Extract to read:
_ _ _ _ _

California’s 44 electricity providers are updating their formal plans to meet the state’s new 60% renewables by 2030 mandate and its 100% clean energy by 2045 goal.
Investor-owned utility (IOU) regulatory filings say they have adequate renewables to meet the 2030 requirement and will begin procuring again after that. Customer choice aggregator (CCA) filings say they will procure adequate renewables to meet the 2030 mandate, though they do not specify how or when. And electric service providers (ESPs) say they don’t do long-term procurements.
The sum of the new renewables procurements from California’s 44 load serving entities (LSEs) do not add up to what will be needed to meet the ambitious Senate Bill 100 mandate and goal. Yet their filings reflect confidence that the state will meet its demanding ambitions and the LSEs will meet their obligations. Regulators and policymakers are not so sure.
Thanks to the IOUs’ existing long-term renewables contracts, the state is on track to meet its 2030 goal, CPUC Energy Division Director Edward Randolph recently told Utility Dive. But it is “premature for the CPUC to speculate” on the CCAs meeting 2020 and 2030 targets.
A few CCA long-term renewables procurements, a tiny portion of the state’s demand, are essentially the only new ones from California LSEs in the last two years. This is a hesitant changing of the guard in procurement that raises big questions about achieving the state’s goals. The questions were not answered by responses to the California Public Utility Commission’s Sept. 19 order to LSEs to update their renewable portfolio standard (RPS) plans.

_ _ _ _ _

Record list:
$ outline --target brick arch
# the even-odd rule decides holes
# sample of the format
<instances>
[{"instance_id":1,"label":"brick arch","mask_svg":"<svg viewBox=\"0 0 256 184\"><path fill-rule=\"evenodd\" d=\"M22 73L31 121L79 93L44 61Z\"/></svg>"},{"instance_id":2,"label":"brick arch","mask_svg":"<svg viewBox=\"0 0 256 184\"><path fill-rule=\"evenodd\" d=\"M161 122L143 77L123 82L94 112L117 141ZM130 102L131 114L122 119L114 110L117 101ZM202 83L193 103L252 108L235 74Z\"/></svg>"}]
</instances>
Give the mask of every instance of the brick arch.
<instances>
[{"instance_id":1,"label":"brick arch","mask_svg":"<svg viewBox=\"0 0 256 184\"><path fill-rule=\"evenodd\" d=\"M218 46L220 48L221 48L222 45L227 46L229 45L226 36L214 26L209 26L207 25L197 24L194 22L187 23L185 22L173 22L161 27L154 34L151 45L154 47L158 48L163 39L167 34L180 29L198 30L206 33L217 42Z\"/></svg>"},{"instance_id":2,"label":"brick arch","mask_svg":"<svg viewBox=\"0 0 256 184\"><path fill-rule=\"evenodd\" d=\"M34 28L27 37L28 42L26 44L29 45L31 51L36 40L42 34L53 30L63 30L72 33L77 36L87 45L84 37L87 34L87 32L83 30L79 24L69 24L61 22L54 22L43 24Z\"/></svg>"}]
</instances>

_ _ _ _ _

Your instructions:
Copy the stretch from "The sum of the" through "not so sure." in the article on California's renewables targets, word for word.

Exercise output:
The sum of the new renewables procurements from California’s 44 load serving entities (LSEs) do not add up to what will be needed to meet the ambitious Senate Bill 100 mandate and goal. Yet their filings reflect confidence that the state will meet its demanding ambitions and the LSEs will meet their obligations. Regulators and policymakers are not so sure.